[READING PASSAGE start]

Guess I'll discover those in time. Finally, /var has just 15 inodes with
errors, all of which are wiki captcha images, apparently. So lucky
escape there it would seem!
Incidentally, I've made a handy little script I'm playing with whilst
waiting for the scans to complete:
> #!/bin/sh
> fsck -nv $1 | grep -ioE "inode ([0-9]+)" | cut -c 7- | sort | uniq |
> xargs -i -d \\n debugfs -R 'ncheck {}' $1 | grep -e "^[0-9]"
Give it a partition (i.e. /dev/main/homes) and it'll eventually show you
the filenames of inodes with errors...last bit of piping from debugfs is
not quite right yet though, had to do that manually.
...I do love the *nix command line ;)
> However before proceeding with anything I suggest to wait for some
> other opinion on the ML, 'cuz I am not infallible (euphemism).

[READING PASSAGE end]

YOUR OBJECTIVE ->
According to the forum post, how many inodes on /var have errors, and what do they apparently belong to? The lines after the forum post are separate material and have no connection to it.

[COLLECTED DATA start]

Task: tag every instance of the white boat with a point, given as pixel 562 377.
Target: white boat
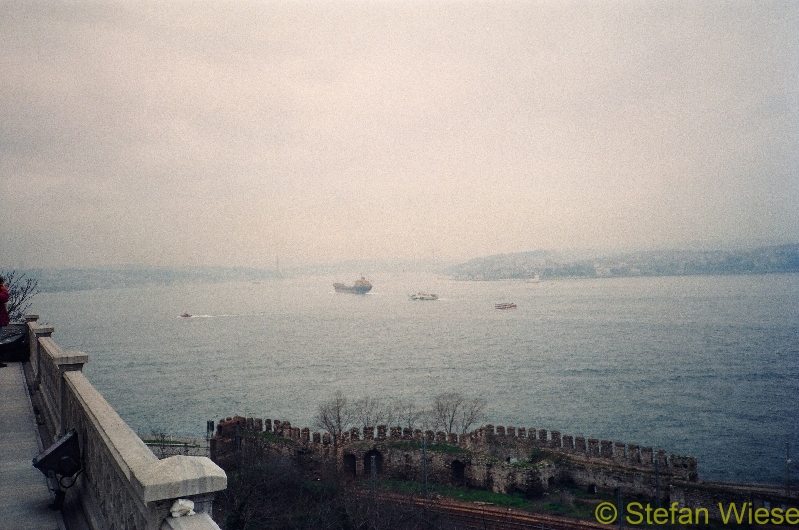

[COLLECTED DATA end]

RESULT OF THIS EXERCISE ->
Fifteen inodes on /var have errors, and all of them are apparently wiki captcha images.